— start of Passage given —

That's revisionist history, and it's flat out wrong. Perl is still defined as an acronym in the canonical man pages that describe the language, so to claim otherwise is just plain silly.

Perl is a proper name, as are Ruby, Python, Java, Lisp, Prolog

Uh huh. So the concept of Perl gets to be a proper name, but the tangible instantiation doesn't? We don't do that with any other noun in English. I don't drive a "ford taurus", which then deemed to be a specific instantiation of the platonic ideal of a "Ford Taurus". If anything, a proper noun implies a specific instantiation of a more general concept, not the other way around. We name specific children; but we don't consider 'child' a proper noun. Yet perl zealots keep harping on the distinction between the Holy Abstraction of Perl (which is capitalized, presumably as an honourific), and the lowly, bug-ridden instantiation (which apparently doesn't merit one).

We write popular acronyms in lowercase, without the periods: thus "perl", not "P.E.R.L."; just as we do with laser, maser, sonar, or scuba.

For purposes of knowing the proper terms, it helps to know the history of the terms.

— end of Passage given —

**Exercise task 1**
According to the post about Perl's name, where is Perl still defined as an acronym?
**Exercise task 2**
Extend the post about Perl's name, picking up right after its final sentence.
The records come from a different source than the post about Perl's name.

— start of Data rows —

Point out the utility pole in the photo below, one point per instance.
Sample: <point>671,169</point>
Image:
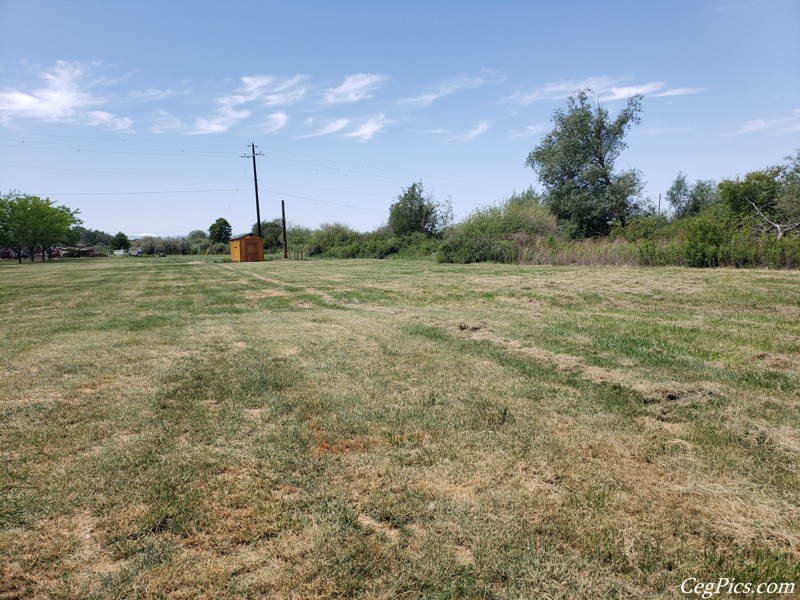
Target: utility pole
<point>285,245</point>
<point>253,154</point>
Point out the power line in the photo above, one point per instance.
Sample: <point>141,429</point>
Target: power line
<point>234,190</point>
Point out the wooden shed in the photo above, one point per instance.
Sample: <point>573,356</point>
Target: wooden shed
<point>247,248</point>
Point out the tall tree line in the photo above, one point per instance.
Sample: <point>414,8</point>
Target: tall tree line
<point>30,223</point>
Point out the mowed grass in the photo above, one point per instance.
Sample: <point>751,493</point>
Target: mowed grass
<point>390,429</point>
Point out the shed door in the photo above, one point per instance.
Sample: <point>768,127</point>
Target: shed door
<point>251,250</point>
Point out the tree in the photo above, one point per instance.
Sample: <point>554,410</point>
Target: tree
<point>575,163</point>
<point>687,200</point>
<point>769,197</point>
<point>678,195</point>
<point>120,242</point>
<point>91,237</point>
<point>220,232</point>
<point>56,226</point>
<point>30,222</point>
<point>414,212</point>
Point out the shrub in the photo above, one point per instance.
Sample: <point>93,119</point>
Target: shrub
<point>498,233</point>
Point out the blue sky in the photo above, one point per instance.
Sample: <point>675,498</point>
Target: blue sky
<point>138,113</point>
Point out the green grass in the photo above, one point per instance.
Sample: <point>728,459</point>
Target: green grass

— end of Data rows —

**Written answer 1**
In the canonical man pages that describe the language.

**Written answer 2**
And history says that perl stands for "Practical Extraction and Reporting Language"; that the definition was changed very early in the history of perl, and the very first description you got, and still get when you look up the meaning of the language has been, and still remains, an acronym.

Re^6: top ten things every Perl hacker should know
created: 2006-03-21 12:47:28
Sorry, but you're wrong.

In the perl man-page, since Perl 1, it has included both the backronyms Practical Extraction and Report Language and later Pathologically Eclectic Rubbish Lister in the BUGS section. In fact Perl never stood for either, and both backronyms were due to Larry Wall himself, before he ever released his creation on an unsuspecting world.

Larry doesn't care much about the issue either way. If you find the language useful, then great. If you don't, well OK. But he doesn't care to argue about what you call it.

It is other people who have made a big issue over this. I'm not sure how it came to be, but knowing this piece of trivia has become essentially a "secret handshake" to identify who has been a part of online Perl communities, and who has not. This is useful enough that I use it that way myself, even though I don't care how you call it.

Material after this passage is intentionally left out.